### SUPPLIED INFORMATION
____
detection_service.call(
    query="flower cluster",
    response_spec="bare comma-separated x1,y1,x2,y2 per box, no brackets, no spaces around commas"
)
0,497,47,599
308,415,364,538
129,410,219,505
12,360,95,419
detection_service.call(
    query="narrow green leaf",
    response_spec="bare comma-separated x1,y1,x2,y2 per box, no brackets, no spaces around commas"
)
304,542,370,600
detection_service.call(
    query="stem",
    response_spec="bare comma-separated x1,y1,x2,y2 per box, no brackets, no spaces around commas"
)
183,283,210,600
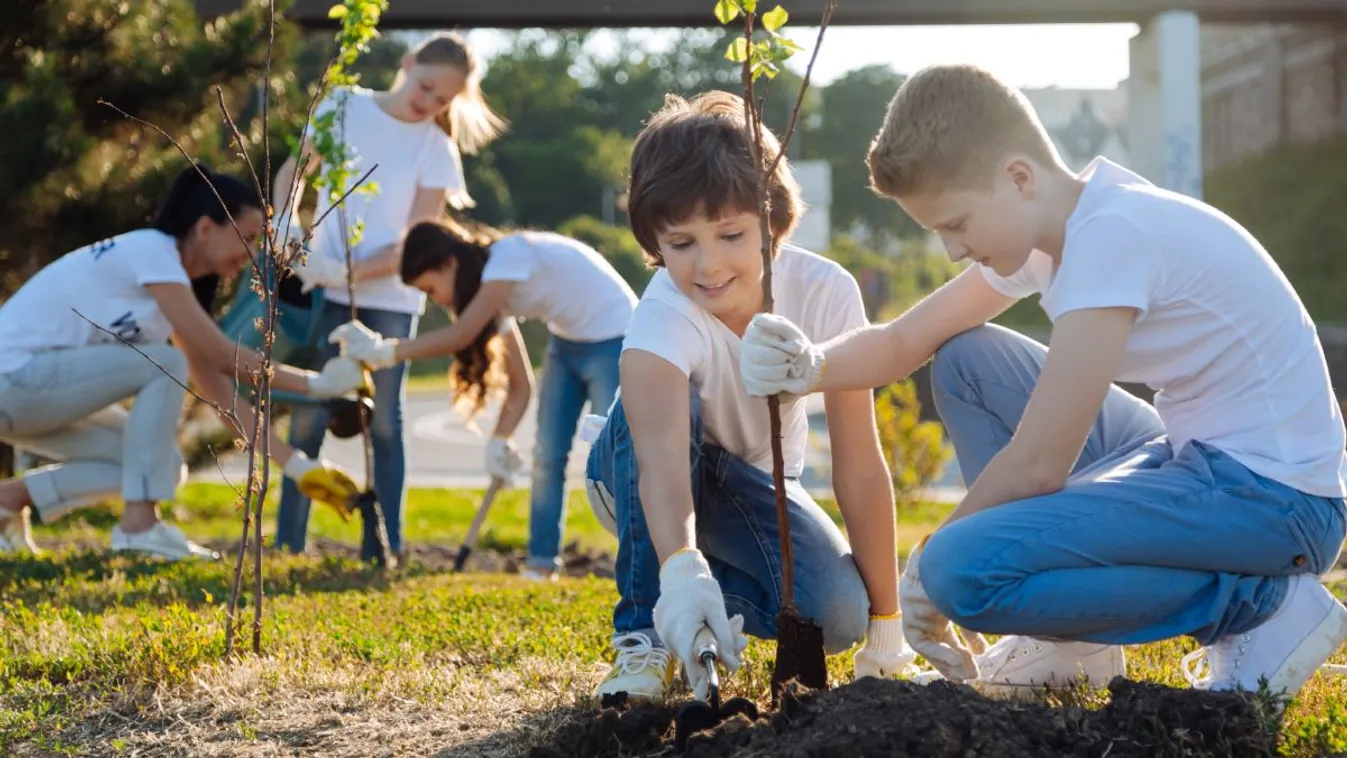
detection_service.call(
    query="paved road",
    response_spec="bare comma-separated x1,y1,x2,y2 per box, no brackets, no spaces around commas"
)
194,390,962,499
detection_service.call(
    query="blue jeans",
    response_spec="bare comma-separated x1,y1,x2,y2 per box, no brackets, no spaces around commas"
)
527,334,622,571
921,326,1347,645
276,302,419,559
586,390,870,654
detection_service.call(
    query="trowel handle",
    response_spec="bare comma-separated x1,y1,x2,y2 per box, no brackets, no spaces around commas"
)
692,626,721,664
692,626,721,711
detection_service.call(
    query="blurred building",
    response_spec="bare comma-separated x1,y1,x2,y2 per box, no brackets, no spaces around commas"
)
1022,86,1130,171
1202,24,1347,171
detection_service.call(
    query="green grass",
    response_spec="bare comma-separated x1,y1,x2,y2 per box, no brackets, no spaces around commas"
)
0,485,1347,757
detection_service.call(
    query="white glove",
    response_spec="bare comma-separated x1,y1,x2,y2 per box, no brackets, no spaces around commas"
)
740,314,823,397
854,614,920,679
308,355,365,399
898,535,978,681
486,438,524,483
327,320,397,372
655,548,749,700
292,250,346,292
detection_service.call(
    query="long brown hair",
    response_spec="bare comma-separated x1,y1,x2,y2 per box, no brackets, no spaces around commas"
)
412,31,509,155
399,219,506,419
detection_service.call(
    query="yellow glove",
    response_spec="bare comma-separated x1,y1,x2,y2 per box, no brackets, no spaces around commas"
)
284,450,360,521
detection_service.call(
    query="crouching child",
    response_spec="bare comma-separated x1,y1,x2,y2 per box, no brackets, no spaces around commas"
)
586,92,915,701
741,66,1347,695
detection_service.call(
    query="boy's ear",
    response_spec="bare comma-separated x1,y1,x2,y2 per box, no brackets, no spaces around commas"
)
1006,158,1039,199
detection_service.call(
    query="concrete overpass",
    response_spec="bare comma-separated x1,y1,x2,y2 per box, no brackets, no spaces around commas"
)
197,0,1347,30
195,0,1347,197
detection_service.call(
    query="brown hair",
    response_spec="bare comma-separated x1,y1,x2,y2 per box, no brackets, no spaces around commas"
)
626,90,804,267
412,31,509,155
865,65,1061,198
400,219,505,419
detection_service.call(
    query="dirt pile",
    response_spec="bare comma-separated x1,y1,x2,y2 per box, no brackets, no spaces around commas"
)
531,679,1276,758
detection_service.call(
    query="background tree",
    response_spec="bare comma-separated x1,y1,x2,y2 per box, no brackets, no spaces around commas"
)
807,65,921,250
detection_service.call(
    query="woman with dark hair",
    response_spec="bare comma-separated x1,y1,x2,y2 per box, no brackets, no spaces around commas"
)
331,221,636,579
0,164,364,560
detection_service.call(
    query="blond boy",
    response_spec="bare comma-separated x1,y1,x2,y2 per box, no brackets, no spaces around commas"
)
742,66,1347,693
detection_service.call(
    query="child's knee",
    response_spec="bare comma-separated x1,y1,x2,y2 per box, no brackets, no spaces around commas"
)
931,324,998,386
800,556,870,656
143,345,187,384
919,528,993,631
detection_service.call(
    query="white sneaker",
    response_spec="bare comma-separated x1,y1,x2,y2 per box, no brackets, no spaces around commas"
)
913,634,1127,697
112,521,220,560
1183,574,1347,697
519,567,562,582
0,508,42,555
594,631,678,703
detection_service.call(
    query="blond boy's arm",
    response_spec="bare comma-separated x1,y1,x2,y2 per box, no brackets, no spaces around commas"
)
815,267,1016,392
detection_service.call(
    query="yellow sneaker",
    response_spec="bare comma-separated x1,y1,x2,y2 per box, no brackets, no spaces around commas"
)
0,508,42,555
594,631,678,704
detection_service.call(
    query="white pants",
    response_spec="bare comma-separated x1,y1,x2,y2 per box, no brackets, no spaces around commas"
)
0,345,187,524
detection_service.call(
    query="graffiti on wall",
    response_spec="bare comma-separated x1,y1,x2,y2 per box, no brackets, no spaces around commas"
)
1165,128,1202,198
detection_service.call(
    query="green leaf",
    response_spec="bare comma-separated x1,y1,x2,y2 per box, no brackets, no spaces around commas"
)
749,61,781,79
762,5,791,31
715,0,740,24
725,36,749,63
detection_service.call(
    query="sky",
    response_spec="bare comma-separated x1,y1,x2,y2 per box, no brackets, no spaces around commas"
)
457,24,1137,89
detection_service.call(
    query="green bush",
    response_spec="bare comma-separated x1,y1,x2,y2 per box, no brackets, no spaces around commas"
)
556,215,655,296
1204,136,1347,323
874,378,954,508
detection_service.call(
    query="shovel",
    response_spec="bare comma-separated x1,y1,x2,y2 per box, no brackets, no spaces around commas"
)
454,477,505,574
674,626,758,753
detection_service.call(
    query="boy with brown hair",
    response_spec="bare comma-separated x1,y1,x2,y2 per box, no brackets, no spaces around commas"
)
586,92,916,701
741,66,1347,695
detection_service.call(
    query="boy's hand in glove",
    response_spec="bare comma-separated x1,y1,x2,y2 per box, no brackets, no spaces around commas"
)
327,320,397,372
655,548,749,700
740,314,823,397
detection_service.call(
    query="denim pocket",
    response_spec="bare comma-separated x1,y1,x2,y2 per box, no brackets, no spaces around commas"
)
1288,495,1347,576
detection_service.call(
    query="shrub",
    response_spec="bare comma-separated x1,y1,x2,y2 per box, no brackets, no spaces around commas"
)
874,378,954,508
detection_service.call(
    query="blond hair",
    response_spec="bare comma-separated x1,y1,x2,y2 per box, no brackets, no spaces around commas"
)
626,90,804,268
412,31,509,155
866,65,1061,198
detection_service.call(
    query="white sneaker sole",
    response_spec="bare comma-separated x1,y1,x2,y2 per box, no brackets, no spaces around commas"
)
1268,602,1347,695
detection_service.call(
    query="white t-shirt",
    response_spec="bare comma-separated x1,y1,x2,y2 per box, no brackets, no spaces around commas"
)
622,244,869,477
482,232,636,342
982,158,1347,497
0,229,191,373
310,88,463,314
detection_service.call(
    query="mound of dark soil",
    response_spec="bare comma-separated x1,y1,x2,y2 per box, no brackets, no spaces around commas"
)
532,677,1276,758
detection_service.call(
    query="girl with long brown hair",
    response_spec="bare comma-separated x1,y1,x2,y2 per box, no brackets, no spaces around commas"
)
266,32,505,557
333,221,636,579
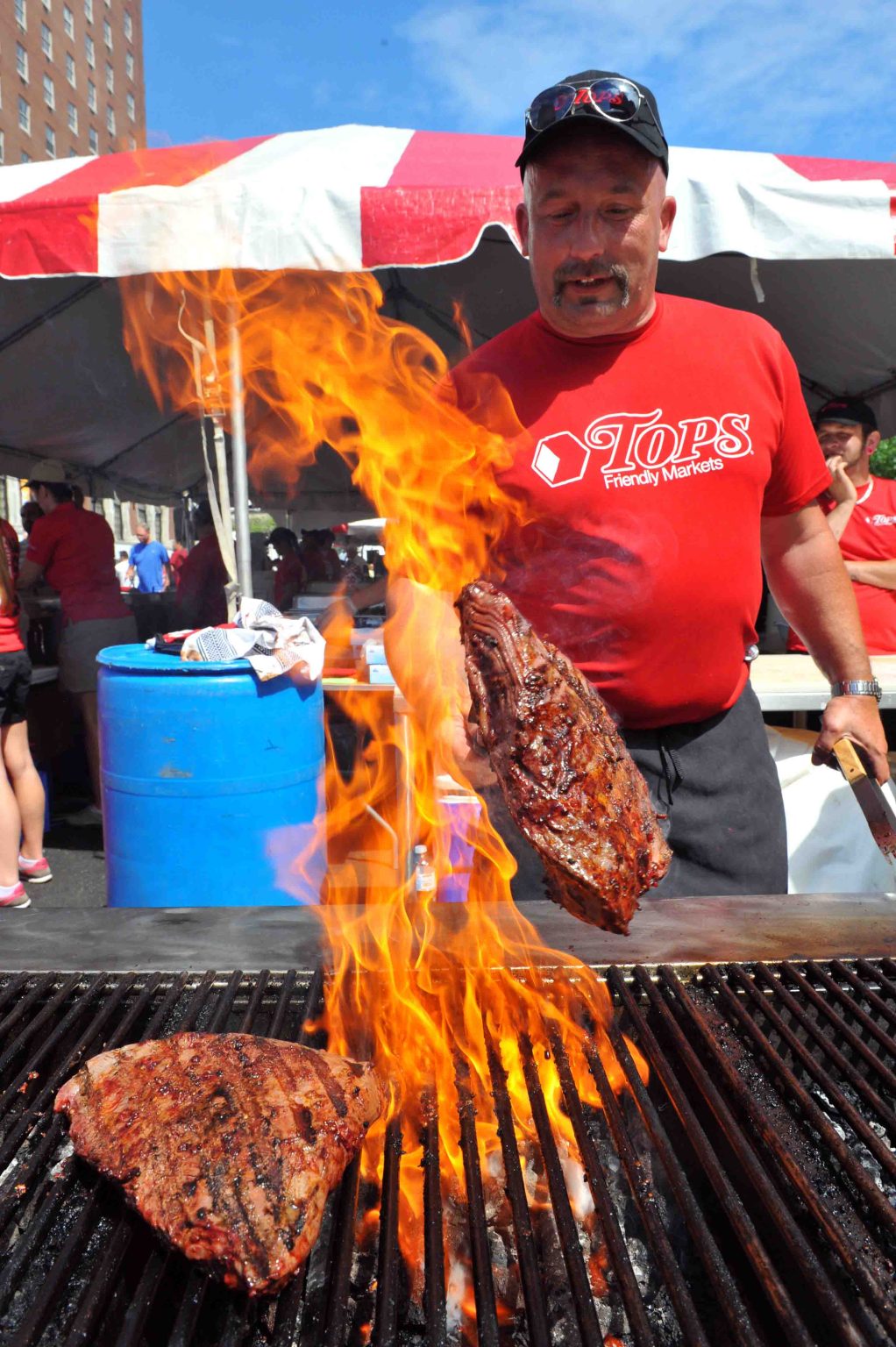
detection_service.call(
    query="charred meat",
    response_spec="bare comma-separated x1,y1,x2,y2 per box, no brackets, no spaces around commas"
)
55,1033,384,1296
459,581,671,933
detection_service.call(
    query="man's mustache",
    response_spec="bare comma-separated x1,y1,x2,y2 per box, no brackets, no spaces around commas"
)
554,261,629,309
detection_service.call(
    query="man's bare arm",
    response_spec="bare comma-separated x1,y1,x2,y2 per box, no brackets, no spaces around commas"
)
843,560,896,588
763,505,889,781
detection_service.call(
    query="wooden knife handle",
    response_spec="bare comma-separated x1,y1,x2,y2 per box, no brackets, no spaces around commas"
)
834,738,868,785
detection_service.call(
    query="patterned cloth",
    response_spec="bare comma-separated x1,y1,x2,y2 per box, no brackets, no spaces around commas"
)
181,598,326,683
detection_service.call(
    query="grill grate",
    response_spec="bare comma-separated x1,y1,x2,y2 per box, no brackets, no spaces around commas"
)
0,959,896,1347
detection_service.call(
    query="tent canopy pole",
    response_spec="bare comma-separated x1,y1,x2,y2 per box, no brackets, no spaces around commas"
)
231,324,253,598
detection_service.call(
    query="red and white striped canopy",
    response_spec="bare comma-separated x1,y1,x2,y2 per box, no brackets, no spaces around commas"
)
0,126,896,277
0,126,896,509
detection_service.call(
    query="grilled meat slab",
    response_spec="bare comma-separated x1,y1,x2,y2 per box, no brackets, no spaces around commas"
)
55,1033,384,1296
457,581,672,935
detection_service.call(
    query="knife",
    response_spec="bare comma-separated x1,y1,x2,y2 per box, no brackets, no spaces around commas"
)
834,739,896,866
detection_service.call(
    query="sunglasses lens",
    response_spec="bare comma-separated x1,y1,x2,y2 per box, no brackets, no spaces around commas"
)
590,80,642,121
527,85,575,131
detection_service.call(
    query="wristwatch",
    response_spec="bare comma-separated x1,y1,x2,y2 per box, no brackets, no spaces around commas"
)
831,678,884,702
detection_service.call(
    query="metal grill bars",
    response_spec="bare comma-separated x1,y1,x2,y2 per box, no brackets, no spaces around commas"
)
0,959,896,1347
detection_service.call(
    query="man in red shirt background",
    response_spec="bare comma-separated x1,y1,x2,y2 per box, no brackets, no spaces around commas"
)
787,397,896,654
19,460,138,824
387,70,889,897
175,501,231,629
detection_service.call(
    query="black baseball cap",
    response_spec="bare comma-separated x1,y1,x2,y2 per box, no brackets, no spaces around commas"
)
815,397,877,430
516,70,668,178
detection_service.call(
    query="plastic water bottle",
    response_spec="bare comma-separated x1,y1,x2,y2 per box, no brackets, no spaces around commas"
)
414,845,435,893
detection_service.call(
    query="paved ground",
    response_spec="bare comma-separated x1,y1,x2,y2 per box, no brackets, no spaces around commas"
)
25,823,106,908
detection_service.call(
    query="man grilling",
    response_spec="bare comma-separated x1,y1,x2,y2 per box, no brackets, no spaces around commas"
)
389,70,888,897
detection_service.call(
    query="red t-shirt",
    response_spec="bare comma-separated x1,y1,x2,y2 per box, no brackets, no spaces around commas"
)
25,501,130,623
454,295,830,727
787,477,896,654
0,518,25,654
176,533,229,626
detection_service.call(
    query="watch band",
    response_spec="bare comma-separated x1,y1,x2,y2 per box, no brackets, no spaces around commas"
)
831,678,884,702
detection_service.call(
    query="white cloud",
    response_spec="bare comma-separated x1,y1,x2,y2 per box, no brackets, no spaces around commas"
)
396,0,896,159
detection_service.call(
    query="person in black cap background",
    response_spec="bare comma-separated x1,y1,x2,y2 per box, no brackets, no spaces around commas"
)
387,70,889,897
787,397,896,654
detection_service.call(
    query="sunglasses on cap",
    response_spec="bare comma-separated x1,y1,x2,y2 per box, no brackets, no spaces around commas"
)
525,78,663,135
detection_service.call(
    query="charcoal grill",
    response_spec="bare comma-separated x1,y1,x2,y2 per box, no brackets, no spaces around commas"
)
0,959,896,1347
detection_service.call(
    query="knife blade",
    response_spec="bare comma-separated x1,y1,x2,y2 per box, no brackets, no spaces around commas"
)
834,739,896,867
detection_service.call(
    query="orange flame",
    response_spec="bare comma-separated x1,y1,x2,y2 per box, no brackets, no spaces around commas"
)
123,272,647,1308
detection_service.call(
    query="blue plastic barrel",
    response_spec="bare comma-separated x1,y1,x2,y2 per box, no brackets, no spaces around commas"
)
97,645,326,908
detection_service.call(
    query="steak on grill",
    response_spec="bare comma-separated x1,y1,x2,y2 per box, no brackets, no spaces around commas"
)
55,1033,384,1296
457,581,672,935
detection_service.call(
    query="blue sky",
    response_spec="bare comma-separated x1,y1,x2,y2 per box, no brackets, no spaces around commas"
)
143,0,896,160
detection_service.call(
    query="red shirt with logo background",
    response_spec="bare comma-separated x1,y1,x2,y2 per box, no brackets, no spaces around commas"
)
0,518,25,654
787,477,896,654
454,295,830,727
25,501,131,623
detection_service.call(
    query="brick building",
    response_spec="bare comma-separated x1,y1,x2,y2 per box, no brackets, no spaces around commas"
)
0,0,146,164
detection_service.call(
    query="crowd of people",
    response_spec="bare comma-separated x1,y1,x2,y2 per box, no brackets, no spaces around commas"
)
0,70,896,905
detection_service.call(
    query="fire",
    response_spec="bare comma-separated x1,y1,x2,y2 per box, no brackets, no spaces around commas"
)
123,272,645,1315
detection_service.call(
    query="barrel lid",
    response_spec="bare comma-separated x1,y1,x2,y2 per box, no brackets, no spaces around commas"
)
97,645,260,676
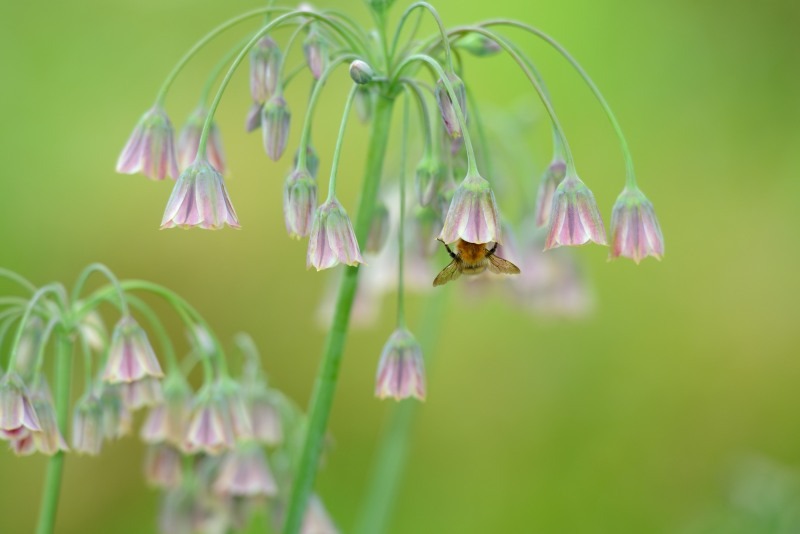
____
### TASK OBJECTIVE
Report every line of the records above that contains the word "green", copying each line in full. Case counts.

### SOLVED PROBLEM
    query="narrow green leaf",
    query="green grass",
    query="green leaf",
    query="green bush",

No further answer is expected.